WHAT IS NEEDED
When you reach the listing below, copy each line exactly.

DATASET
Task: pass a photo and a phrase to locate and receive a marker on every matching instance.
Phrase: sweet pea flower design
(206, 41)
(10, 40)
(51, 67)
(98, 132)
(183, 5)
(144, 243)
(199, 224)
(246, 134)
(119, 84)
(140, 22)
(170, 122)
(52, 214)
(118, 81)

REPLY
Task: pass a photo and a phrase to locate and receive a marker on every matching instance.
Phrase: sweet pea flower design
(206, 41)
(10, 40)
(51, 67)
(98, 132)
(183, 5)
(144, 243)
(199, 224)
(246, 134)
(119, 84)
(140, 22)
(170, 122)
(52, 214)
(118, 81)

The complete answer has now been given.